■ Given task
Reproduce the following passage on Helvig of Schauenburg in full, without any alteration.

■ Text passage
--- start ---

Helvig of Schauenburg () (1398–1436) was a duchess of Schleswig and a countess of Holstein from the family of Schauenburg.
She was the mother of  King Christian I of Denmark and ancestor of the Danish Royal houses of Oldenburg and Schleswig-Holstein-Sonderburg-Glücksburg.

Biography
She was a daughter of Gerhard VI of Holstein-Rendsburg and his wife, Catherine Elisabeth of Brunswick-Lüneburg. Her brother was Adolf VIII/I, Count of Holstein/Duke of Schleswig. Through their father, they were cognatic descendants of King Eric V of Denmark (1249–1286) while through their mother, they were cognatic descendants of King Abel of Denmark (1218–1252).

On 18 April 1417 Helvig was married to Prince Balthasar of Mecklenburg, who died of the plague in 1421. In 1423 she was married to Dietrich, Count of Oldenburg. From her second marriage she had the following children:
 Christian I of Denmark (1426–1481), who succeeded his father as Count of Oldenburg and Delmenhorst. In 1448, he was elected King of Denmark. He also inherited the counties of Schleswig and Holstein upon the death of his childless uncle, Adolf VIII.

--- end ---

■ Source material
--- start ---

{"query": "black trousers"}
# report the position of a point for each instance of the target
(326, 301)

--- end ---

■ Output of the task
Helvig of Schauenburg () (1398–1436) was a duchess of Schleswig and a countess of Holstein from the family of Schauenburg.
She was the mother of  King Christian I of Denmark and ancestor of the Danish Royal houses of Oldenburg and Schleswig-Holstein-Sonderburg-Glücksburg.

Biography
She was a daughter of Gerhard VI of Holstein-Rendsburg and his wife, Catherine Elisabeth of Brunswick-Lüneburg. Her brother was Adolf VIII/I, Count of Holstein/Duke of Schleswig. Through their father, they were cognatic descendants of King Eric V of Denmark (1249–1286) while through their mother, they were cognatic descendants of King Abel of Denmark (1218–1252).

On 18 April 1417 Helvig was married to Prince Balthasar of Mecklenburg, who died of the plague in 1421. In 1423 she was married to Dietrich, Count of Oldenburg. From her second marriage she had the following children:
 Christian I of Denmark (1426–1481), who succeeded his father as Count of Oldenburg and Delmenhorst. In 1448, he was elected King of Denmark. He also inherited the counties of Schleswig and Holstein upon the death of his childless uncle, Adolf VIII.